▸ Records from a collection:

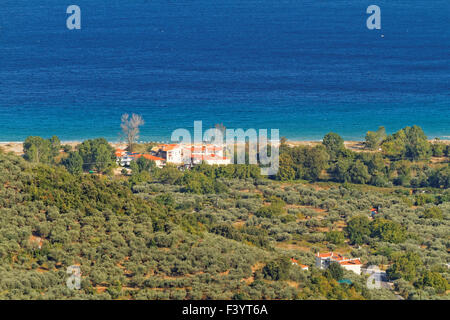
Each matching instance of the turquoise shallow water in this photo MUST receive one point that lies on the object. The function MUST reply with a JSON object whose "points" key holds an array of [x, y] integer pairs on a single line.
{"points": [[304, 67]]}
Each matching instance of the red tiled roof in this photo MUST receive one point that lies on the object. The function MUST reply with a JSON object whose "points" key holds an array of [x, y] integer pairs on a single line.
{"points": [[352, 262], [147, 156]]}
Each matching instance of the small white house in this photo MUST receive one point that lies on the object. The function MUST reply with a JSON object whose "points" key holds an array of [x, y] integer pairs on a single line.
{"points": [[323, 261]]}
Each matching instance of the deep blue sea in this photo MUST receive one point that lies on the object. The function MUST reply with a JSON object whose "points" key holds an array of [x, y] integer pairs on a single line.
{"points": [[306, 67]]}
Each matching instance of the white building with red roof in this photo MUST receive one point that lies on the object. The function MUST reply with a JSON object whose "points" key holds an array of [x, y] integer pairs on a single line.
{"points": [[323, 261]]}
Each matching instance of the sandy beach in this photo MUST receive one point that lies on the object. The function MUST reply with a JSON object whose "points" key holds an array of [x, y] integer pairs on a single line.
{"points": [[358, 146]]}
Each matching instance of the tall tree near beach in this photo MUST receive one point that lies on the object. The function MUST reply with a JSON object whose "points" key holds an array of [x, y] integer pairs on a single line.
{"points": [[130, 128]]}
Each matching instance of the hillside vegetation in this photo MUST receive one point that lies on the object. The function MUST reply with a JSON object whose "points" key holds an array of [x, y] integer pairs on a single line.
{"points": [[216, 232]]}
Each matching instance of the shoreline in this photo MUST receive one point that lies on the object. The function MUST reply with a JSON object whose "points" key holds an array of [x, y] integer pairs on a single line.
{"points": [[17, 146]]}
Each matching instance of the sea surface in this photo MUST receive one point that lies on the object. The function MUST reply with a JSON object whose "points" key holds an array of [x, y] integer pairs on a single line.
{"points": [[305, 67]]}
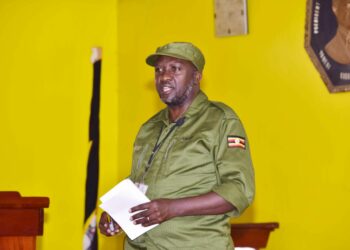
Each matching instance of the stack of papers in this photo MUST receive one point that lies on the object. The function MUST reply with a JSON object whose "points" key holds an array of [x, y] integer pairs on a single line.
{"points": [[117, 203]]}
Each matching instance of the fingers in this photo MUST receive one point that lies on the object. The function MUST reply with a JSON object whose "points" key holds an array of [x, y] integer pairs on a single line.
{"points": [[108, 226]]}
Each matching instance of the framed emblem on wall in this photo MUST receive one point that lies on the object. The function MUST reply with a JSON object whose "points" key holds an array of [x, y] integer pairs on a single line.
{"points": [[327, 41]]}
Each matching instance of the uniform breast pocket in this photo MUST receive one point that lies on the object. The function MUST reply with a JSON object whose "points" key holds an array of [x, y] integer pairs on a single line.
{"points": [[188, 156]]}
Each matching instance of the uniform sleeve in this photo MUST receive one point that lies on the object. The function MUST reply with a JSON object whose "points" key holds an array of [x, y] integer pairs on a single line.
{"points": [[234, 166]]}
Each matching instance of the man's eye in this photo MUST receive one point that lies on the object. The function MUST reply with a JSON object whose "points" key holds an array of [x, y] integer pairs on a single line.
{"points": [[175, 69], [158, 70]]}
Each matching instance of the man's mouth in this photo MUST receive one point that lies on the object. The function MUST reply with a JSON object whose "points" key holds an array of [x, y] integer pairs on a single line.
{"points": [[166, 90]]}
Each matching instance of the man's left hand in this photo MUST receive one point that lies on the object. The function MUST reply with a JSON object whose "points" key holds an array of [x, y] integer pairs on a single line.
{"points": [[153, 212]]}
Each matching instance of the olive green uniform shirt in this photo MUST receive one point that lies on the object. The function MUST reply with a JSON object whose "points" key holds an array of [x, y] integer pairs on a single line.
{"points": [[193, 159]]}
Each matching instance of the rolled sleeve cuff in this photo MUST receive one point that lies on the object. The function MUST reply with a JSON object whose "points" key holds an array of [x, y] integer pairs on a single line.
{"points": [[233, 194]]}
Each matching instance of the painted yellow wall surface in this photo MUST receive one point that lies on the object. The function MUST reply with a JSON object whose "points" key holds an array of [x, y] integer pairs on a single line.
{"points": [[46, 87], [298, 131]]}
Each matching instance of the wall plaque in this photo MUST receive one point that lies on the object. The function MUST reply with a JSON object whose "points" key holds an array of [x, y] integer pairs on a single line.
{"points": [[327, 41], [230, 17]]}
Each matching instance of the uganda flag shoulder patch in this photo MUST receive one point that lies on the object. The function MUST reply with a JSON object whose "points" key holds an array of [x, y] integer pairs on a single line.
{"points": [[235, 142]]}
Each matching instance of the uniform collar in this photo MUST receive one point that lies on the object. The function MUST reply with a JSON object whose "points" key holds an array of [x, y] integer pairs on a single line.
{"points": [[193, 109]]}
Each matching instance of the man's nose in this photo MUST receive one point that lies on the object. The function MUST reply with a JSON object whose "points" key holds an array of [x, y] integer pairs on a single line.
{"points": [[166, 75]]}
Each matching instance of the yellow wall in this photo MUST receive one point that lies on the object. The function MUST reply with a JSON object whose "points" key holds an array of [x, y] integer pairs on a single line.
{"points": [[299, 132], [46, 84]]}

▸ WHAT IS EXPECTED: Starting with the line containing "Each matching instance of the yellow" and continuing through the end of the records, rewrite every line, including the requests, with each point coordinate in the answers shifted up by 79.

▸ TASK ANSWER:
Each matching instance of the yellow wall in this photo MUST receive one point that lies on the object. The function MUST reply with a JSON object whose "points" key holds an array of [x, y] integer pairs on a single line.
{"points": [[378, 211], [125, 163]]}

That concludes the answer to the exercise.